### TASKS TO PERFORM
(a) In the breathalyzer article, rewrite the paragraph beginning "The idea to test for VOCs" as a short bulleted list that keeps its main facts.
(b) Answer these questions from the breathalyzer article, one line each:
(i) From how many countries did the people who tested the device come?
(ii) What compounds does the machine scan for in each exhale?
(iii) How far back did doctors smell bodily emissions to help with diagnoses?
(c) Retype part of the breathalyzer article word for word. Begin at the words "Though the technology" and stop after the words "Live Science reports.".

Researchers at the Technion-Israel Institute of Technology have developed a new type of breathalyzer that can read 17 different diseases — including lung cancer and multiple sclerosis — from a single breath, a recent study in ACS Nano reports.
The team tested the device by having 1,400 people — 813 who had a disease and 591 controls — from five different countries breathe into it. In all cases, the machine managed to identify each person’s disease with 86 percent accuracy.
Though the technology may seem far-fetched, it works because each disease has its own “breathprint” that can be read and analyzed. To do this, the machine scans for microscopic compounds known as volatile organic compounds (VOCs) within each exhale.
“These odor signatures are what enables us to identify the diseases using the technology that we developed,” explained study co-author Hossam Haick, a professor at the Technion-Israel Institute of Technology, according to Engadget.
The idea to test for VOCs is not new. Doctors used to smell bodily emissions to help with diagnoses as far back as 400 B.C. However, while smelling excrement and blood can be helpful, examining a person’s breath is cheaper, easier, and non-invasive, Live Science reports.

### SUPPLIED MATERIAL
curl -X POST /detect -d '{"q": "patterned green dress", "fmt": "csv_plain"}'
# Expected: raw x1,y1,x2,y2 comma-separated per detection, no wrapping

### EXPECTED RESULTS
(a)
- Testing for VOCs is not a new idea.
- As far back as 400 B.C., doctors smelled bodily emissions to help diagnose illness.
- Smelling excrement and blood can help, but examining breath is cheaper, easier, and non-invasive.

(b)
(i) Five countries.
(ii) Volatile organic compounds (VOCs).
(iii) As far back as 400 B.C.

(c)
Though the technology may seem far-fetched, it works because each disease has its own “breathprint” that can be read and analyzed. To do this, the machine scans for microscopic compounds known as volatile organic compounds (VOCs) within each exhale.
“These odor signatures are what enables us to identify the diseases using the technology that we developed,” explained study co-author Hossam Haick, a professor at the Technion-Israel Institute of Technology, according to Engadget.
The idea to test for VOCs is not new. Doctors used to smell bodily emissions to help with diagnoses as far back as 400 B.C. However, while smelling excrement and blood can be helpful, examining a person’s breath is cheaper, easier, and non-invasive, Live Science reports.